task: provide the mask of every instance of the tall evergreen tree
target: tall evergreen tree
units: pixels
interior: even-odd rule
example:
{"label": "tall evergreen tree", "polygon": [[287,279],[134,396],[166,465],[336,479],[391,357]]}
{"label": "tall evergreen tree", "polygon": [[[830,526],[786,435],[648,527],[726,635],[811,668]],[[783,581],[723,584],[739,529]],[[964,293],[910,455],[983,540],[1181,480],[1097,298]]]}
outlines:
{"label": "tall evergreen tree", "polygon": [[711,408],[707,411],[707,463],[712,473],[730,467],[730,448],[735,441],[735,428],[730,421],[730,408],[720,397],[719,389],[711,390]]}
*****
## Requirement
Please copy the listing above line for line, with no changes.

## Finished answer
task: provide the mask of every instance of the tall evergreen tree
target: tall evergreen tree
units: pixels
interior: even-odd rule
example:
{"label": "tall evergreen tree", "polygon": [[287,279],[134,396],[166,465],[336,479],[391,357]]}
{"label": "tall evergreen tree", "polygon": [[[830,526],[786,435],[648,527],[726,635],[811,668]],[[783,581],[723,584],[739,529]],[[964,293],[910,455],[983,540],[1181,480],[1097,298]]]}
outlines:
{"label": "tall evergreen tree", "polygon": [[711,408],[707,411],[707,463],[712,473],[730,467],[730,448],[735,441],[735,428],[730,421],[730,408],[720,397],[719,389],[711,390]]}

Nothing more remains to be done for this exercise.